- _What is needed_:
Rewrite the lines between the line holding "564, row 190." and the line holding "column 159, row 121", inclusive, substituting "square ceiling vent" for "rectangular ceiling vent" and leaving everything else unchanged.

BEGIN Extracted information

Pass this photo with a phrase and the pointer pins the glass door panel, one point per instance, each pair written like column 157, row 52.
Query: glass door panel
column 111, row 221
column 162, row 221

END Extracted information
BEGIN Extracted information

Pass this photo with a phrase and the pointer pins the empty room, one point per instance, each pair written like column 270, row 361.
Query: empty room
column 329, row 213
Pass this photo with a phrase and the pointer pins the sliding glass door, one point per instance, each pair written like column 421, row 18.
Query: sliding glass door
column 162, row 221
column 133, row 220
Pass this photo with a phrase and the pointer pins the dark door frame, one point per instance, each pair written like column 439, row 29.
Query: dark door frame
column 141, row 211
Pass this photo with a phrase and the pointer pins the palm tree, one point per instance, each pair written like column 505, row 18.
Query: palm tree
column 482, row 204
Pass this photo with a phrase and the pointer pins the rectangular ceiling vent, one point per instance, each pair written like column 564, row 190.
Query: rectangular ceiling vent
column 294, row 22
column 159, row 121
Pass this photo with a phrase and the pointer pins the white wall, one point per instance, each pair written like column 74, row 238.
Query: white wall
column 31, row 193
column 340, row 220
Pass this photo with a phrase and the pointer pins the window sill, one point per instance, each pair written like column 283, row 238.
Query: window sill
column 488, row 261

END Extracted information
BEGIN Extracted information

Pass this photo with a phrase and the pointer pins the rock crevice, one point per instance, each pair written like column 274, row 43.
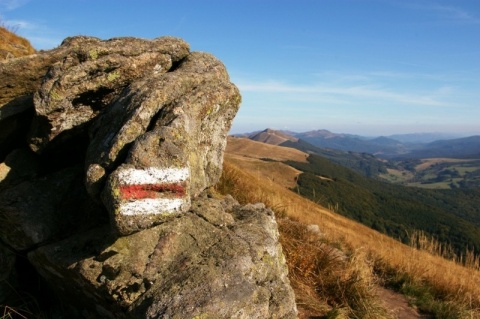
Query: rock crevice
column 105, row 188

END Extracted information

- _Task solution_:
Pass this photo with a phrase and the pointer pins the square ceiling vent, one point per instance, each pair written like column 564, row 190.
Query: square ceiling vent
column 294, row 22
column 159, row 121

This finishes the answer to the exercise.